--- BEGIN SOURCE TEXT ---

Two days ago I just told my flat mates that I’d love to find another place.

I sat down listed the reasons on my note book. Very soon, a full page of it was full. I felt ready to go hunting for the 10th apartment in Shanghai, even if that means it’d make me crazy all over again to move all of my books from one place to another.

Today, I had a conversation with a Chinese friend. We discussed few things about the SK project, and somehow we ended talking about ‘drive’. I kept thinking about it on the way home.

Sabz and I never expected this SK project to be easy. More over I was a dreamer/planner type (old habits die hard). The idea about it crossed in my mind in a sort of an impulse, and now, after few months talking about it I felt a bit stuck. It’s harder than I thought.

The idea of the project is GOOD (this word has been abused for too long). But the truth is, many things, many ideas look good from a far. But when you really dig into them, you find it hard to control them, or even to control yourself (keep your own sanity). Giving up might occur again and again as the eternal solution. What would hold someone to do what they do then?

The answer is “the drive”.

It’s like a trophy waiting for the athletes to reach, to win..

But only one who focus and play hard can get it.

--- END SOURCE TEXT ---
--- BEGIN MATERIAL SUPPLIED ---

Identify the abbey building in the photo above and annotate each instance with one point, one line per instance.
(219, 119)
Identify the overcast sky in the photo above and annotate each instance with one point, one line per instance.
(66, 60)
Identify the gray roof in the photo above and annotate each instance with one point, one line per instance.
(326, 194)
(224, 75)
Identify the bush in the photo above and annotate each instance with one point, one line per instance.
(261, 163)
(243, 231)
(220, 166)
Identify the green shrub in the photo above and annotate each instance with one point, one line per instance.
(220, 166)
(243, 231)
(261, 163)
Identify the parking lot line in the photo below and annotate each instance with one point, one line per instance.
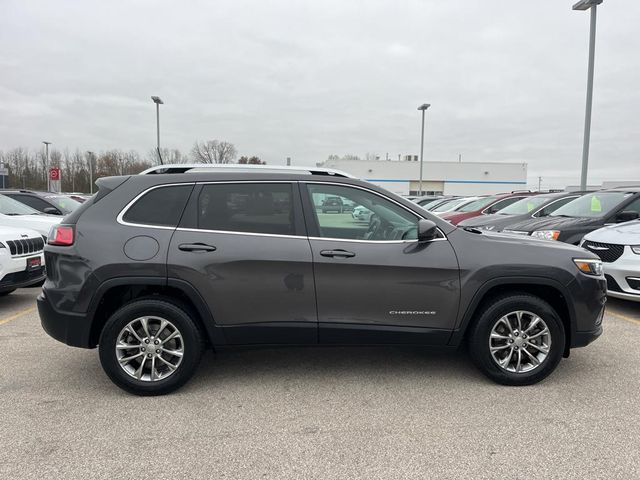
(623, 317)
(17, 315)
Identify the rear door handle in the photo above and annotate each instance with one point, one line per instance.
(196, 247)
(337, 253)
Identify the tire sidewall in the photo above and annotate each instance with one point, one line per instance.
(191, 338)
(479, 342)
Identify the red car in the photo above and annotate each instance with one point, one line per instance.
(484, 206)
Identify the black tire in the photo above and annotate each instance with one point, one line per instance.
(478, 338)
(192, 339)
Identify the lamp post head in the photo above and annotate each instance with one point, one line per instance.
(586, 4)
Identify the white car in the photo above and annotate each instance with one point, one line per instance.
(619, 248)
(18, 215)
(21, 259)
(362, 214)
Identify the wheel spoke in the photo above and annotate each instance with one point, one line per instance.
(542, 348)
(125, 360)
(140, 368)
(145, 326)
(533, 358)
(533, 323)
(541, 332)
(176, 353)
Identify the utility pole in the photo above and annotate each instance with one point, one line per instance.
(46, 146)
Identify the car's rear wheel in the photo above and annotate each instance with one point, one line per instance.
(517, 339)
(150, 347)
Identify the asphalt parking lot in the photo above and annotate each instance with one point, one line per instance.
(318, 413)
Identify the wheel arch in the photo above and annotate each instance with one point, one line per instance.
(114, 293)
(548, 289)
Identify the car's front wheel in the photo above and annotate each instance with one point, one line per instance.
(517, 339)
(150, 347)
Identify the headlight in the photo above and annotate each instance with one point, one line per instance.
(546, 234)
(589, 266)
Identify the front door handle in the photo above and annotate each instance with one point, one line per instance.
(339, 253)
(196, 247)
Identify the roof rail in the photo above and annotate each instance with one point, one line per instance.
(234, 167)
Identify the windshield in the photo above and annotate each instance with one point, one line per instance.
(525, 205)
(449, 205)
(595, 204)
(9, 206)
(64, 204)
(477, 205)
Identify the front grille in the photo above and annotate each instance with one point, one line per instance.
(634, 283)
(25, 246)
(607, 252)
(612, 285)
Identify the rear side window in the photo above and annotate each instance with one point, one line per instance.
(161, 206)
(247, 207)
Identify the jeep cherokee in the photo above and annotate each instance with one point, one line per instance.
(156, 267)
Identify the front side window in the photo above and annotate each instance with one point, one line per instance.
(161, 206)
(247, 207)
(374, 218)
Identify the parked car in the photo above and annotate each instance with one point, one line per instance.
(531, 207)
(483, 206)
(618, 246)
(45, 202)
(18, 215)
(150, 275)
(21, 259)
(451, 205)
(585, 214)
(362, 214)
(332, 204)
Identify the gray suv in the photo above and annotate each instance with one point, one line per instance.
(157, 267)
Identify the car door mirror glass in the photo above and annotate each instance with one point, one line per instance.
(626, 216)
(427, 230)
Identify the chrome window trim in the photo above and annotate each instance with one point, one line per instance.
(444, 237)
(123, 212)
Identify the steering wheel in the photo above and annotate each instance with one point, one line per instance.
(374, 226)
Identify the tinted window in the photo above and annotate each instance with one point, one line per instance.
(595, 204)
(247, 207)
(33, 202)
(373, 219)
(161, 206)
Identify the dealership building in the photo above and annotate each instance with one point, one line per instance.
(448, 178)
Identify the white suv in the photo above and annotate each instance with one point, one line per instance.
(21, 259)
(619, 248)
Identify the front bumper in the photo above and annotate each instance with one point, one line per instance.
(618, 274)
(72, 329)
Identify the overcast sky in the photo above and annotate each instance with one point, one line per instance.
(307, 79)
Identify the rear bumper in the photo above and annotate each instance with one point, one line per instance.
(72, 329)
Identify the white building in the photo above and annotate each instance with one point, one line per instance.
(449, 178)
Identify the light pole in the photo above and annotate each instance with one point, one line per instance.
(46, 147)
(158, 102)
(588, 5)
(90, 171)
(422, 107)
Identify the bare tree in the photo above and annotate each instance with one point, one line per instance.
(214, 151)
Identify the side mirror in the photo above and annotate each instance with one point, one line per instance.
(626, 216)
(427, 230)
(52, 211)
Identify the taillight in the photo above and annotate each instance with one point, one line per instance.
(61, 235)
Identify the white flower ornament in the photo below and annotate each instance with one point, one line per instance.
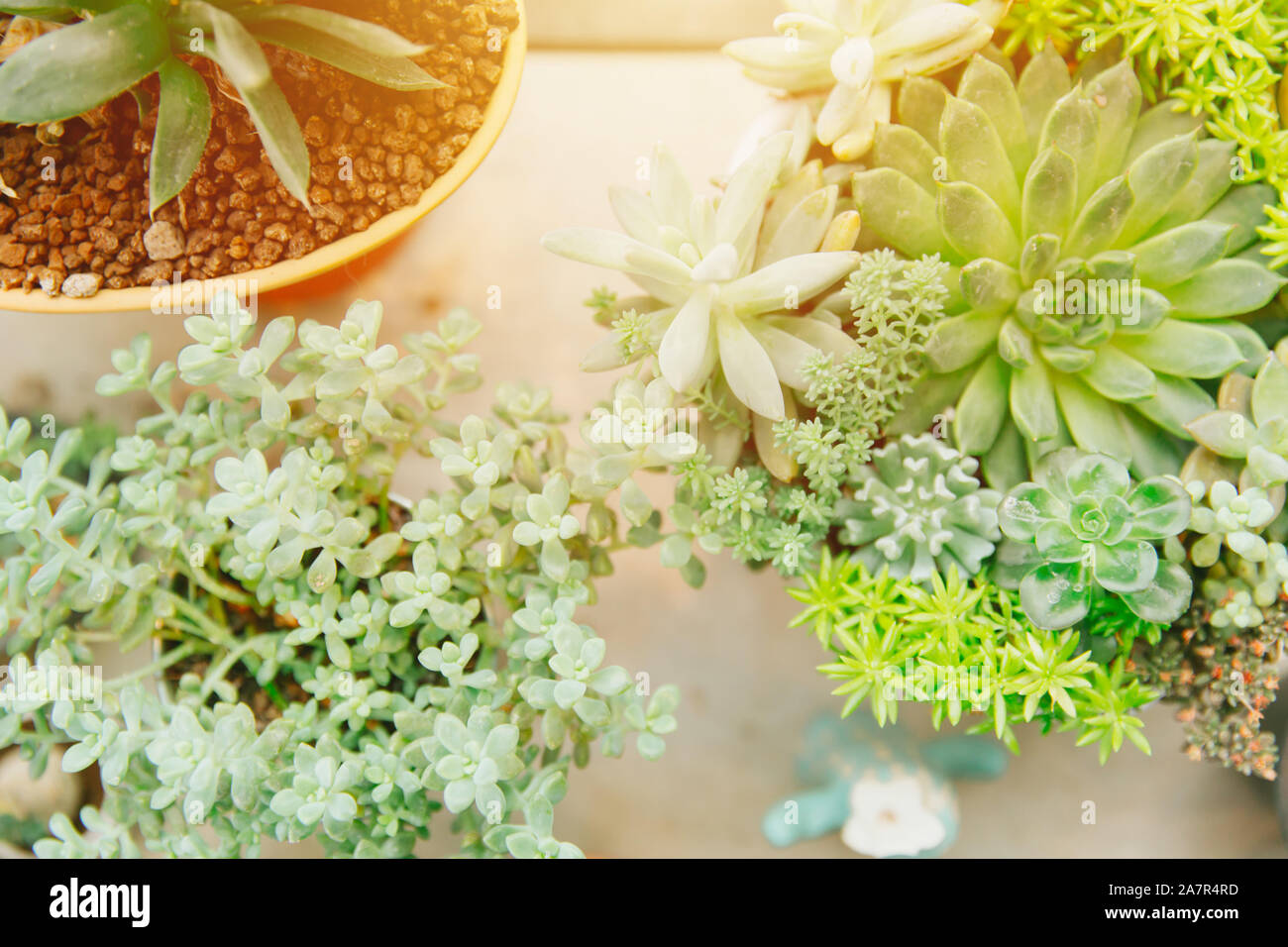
(894, 815)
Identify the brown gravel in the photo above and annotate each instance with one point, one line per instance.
(82, 210)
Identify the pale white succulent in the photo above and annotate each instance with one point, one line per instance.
(642, 429)
(850, 53)
(728, 275)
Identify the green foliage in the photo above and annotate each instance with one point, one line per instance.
(780, 505)
(111, 47)
(1096, 260)
(331, 660)
(919, 512)
(965, 648)
(1245, 438)
(1085, 530)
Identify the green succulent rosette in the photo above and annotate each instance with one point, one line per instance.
(1102, 258)
(1082, 530)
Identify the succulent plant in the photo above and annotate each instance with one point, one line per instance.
(1245, 437)
(114, 46)
(326, 657)
(966, 650)
(918, 510)
(1083, 528)
(1098, 277)
(850, 53)
(721, 287)
(1224, 678)
(1231, 517)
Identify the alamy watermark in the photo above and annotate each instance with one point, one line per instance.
(24, 684)
(179, 296)
(636, 425)
(922, 681)
(1078, 296)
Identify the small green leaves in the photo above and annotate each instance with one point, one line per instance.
(967, 651)
(340, 663)
(346, 43)
(75, 68)
(237, 53)
(72, 69)
(1085, 528)
(183, 125)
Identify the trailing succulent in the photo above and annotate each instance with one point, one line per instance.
(326, 657)
(1102, 261)
(104, 48)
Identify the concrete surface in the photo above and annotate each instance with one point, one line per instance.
(583, 123)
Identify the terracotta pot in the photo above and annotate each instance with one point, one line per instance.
(352, 252)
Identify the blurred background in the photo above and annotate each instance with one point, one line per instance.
(604, 80)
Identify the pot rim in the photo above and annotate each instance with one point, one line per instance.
(170, 299)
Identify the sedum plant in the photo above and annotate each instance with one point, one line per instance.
(1099, 256)
(110, 47)
(966, 650)
(1223, 680)
(326, 657)
(845, 55)
(1085, 530)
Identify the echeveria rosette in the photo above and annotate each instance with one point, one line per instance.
(848, 54)
(1245, 438)
(716, 299)
(1083, 528)
(1039, 191)
(918, 510)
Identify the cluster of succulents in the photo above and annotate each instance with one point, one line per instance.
(1022, 408)
(331, 660)
(1223, 678)
(965, 647)
(1219, 59)
(91, 51)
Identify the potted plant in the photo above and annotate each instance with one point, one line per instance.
(261, 144)
(979, 346)
(318, 655)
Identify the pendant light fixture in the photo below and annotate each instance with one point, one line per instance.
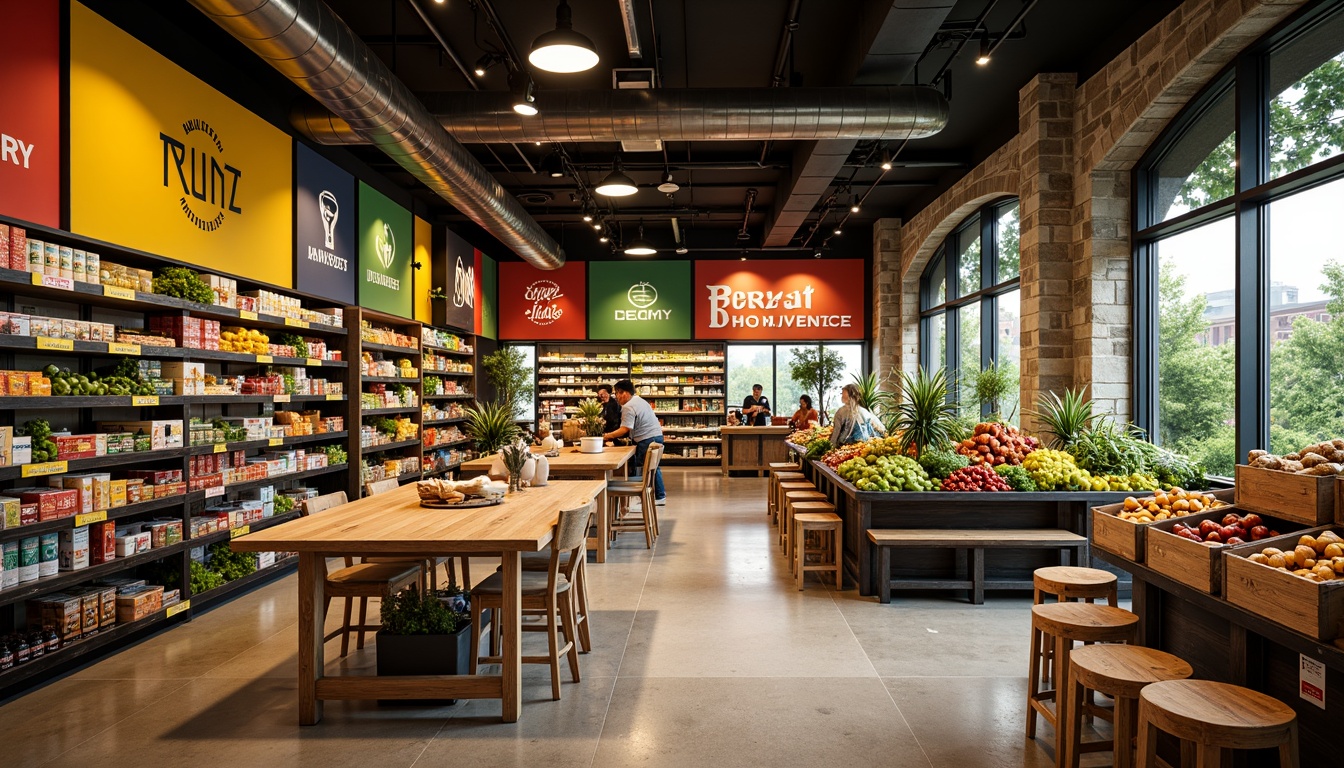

--- END MATERIAL SUPPLIED ---

*DIRECTIVES:*
1 - In the blog post about the SK project, what number apartment in Shanghai was the writer ready to go hunting for?
2 - Write the next part of the blog post about the SK project and "the drive," starting after its last sentence.

*SOLVED TASKS:*
1 - The 10th apartment.

2 -
I could move to a new place, because my current apartment is not up to my ideal. In this case, ‘the drive’ is my ideal. But for this project, it’s almost the contrary. I am like an apartment, if I’m not good enough, ‘the Idea’ would be gone to find a better person to carry it on.

‘The Idea’ itself is bigger than I am.

It is trapped somewhere in the eternity waiting to be unlocked by some one.

I believe I’m just one of the tool to make this happen.

As I have mentioned to some people in a website forum, it would be much easier for me to write, to paint, and to take pictures all by myself and publish them. But it’s not the point (I hate it when people think I am begging! @_@ I hardly ask helps!). There are reasons why the project is called 'Shanghai Kaleidoscope'. As a painter I treasure how dots of different colors could bring out many amazing ‘big’ pictures. Every single person is like a color. And putting our experiences together… would be like viewing the world through a kaleidoscope. It’s colorful and beautiful in the way it is.

This 'Kaleidoscope' is a symbol of an ideal society, where we can coexist nicely and support each other. It doesn't belong to an individual. It belongs to every one… every one who cares.

~Elvina, 22nd October 2009.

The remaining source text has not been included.